Exercise instructions.
Continue the text about German spas from where it stops.

Exercise text.
Spas and saunas
Germany's 6 Best Spas
Some stereotypes exist for a reason, and when it comes to Germans and spa culture, the stereotypes are all true.
As an overly conservative Brit (another correct stereotype), I very vividly remember my first full-on German-spa-day: the swim-up bar, the rapids, the garden saunas, all experienced while naked. It was bizarre but wonderfully down to earth. Just like that, I was hooked. Plus, after attempting an ice-pool plunge, being naked is the last thing on your mind!
When you break it down, it’s easy to understand why these wellness rituals are so widespread. A couple of rounds in the sauna leaves you feeling completely and contentedly exhausted, it’s a kind of active relaxation. And besides, lounging around, lazily swimming and getting massages is one of the rare times we allow our bodies to just stop and our thoughts to drift. When I think about it, we really should do it more often...
With this in mind, here’s a wrap-up of my go-to German spas. Whether you’re a sauna novice or a committed convert, they’re well worth a visit.
Fun fact: German spa culture was adopted from the ancient Romans. Roman-empire soldiers returning from battle would head straight to the baths for some hydrotherapy.
Baden-Baden is the chic spa town in Germany. Its natural springs are credited with curing both Roman Emperor Caracalla and Mark Twain of rheumatism, as well as with saving Baden Baden from the Black Death. Visit the palatial Friedrichsbad, with marbled, mosaic halls, for a dip in the numerous thermal-water pools, followed by a trip to the sprawling Caracalla Therme, located next door, for your sauna fix.

Excerpted data.

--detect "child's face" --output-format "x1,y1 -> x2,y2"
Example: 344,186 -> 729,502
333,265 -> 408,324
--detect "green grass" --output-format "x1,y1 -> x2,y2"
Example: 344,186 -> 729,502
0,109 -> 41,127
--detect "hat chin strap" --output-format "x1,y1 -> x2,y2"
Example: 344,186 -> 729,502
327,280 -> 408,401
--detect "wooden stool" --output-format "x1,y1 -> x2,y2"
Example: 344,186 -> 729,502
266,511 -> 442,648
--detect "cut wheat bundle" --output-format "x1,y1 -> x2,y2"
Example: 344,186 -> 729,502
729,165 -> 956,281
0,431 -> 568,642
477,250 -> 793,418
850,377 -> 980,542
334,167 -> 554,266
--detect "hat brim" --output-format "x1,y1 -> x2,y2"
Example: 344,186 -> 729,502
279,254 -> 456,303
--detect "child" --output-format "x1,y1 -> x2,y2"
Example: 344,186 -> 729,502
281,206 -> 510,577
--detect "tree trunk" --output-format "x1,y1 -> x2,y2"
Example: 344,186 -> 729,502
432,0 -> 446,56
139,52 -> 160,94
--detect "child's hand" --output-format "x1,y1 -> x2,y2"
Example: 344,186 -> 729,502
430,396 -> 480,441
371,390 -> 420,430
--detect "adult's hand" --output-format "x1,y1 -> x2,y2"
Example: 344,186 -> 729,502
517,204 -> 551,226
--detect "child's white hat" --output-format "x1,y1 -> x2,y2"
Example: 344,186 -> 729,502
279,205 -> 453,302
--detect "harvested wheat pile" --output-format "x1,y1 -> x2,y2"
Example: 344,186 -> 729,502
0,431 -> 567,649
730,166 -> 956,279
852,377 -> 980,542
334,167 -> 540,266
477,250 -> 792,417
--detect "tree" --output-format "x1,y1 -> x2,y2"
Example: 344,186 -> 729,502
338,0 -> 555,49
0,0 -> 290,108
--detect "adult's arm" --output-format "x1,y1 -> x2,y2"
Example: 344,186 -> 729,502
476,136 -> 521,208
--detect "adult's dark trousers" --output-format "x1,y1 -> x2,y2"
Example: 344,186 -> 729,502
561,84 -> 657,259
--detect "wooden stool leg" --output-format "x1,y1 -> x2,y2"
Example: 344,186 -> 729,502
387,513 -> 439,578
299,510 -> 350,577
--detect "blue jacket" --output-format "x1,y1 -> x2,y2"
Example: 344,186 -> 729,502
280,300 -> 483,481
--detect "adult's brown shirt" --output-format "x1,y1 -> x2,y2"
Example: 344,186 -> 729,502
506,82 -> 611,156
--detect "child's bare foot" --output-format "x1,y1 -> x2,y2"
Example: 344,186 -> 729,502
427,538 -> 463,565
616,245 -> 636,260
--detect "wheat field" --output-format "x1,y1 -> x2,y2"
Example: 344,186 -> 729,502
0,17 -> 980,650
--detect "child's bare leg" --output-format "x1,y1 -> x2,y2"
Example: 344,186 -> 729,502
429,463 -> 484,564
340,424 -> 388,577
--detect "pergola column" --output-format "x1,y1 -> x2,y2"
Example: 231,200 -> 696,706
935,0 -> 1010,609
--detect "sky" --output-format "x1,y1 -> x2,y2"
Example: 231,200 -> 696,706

Response to this exercise.
You’ll find the Spreewald Therme at the heart of the UNESCO biosphere reserve. The spa is renowned for its natural saltwater pools, which come from an underground depth of 1,350m. Apparently the high temperature, the water pressure and the minerals dissolved in the saline solution are good for your skin and respiratory system. I personally loved curling up in front of the huge open-fireplaces after an ice dip.
This is more hipster-hideout than traditional-spa, but I love it nonetheless. The various locations boast dozens of saunas, pools and a gorgeous garden full of pavilions. Design and decor are Balinese-inspired, and the striking statues are bought from Indonesia.
I love Sonnenalp in Osterschwang for its views over the Alps from the pool. Plus all that fresh-mountain air must be good for you. If you’re feeling plush, you can treat yourself in its Michelin-starred restaurant.
Hidden amid dense forest in the foothills of the Erzgebirge mountains is Bad Elster, whose volcanic springs are said to have powerful medicinal properties. But a trip to its spoiling spa is worth it regardless of your medical needs!
Neptunbad in Cologne is a hidden gem, and worth visiting for its range of treatments such as chocolate, salt and honey peels. The rooftop terrace is perfect for lounging around naked in the sun with a good book and a glass of something special.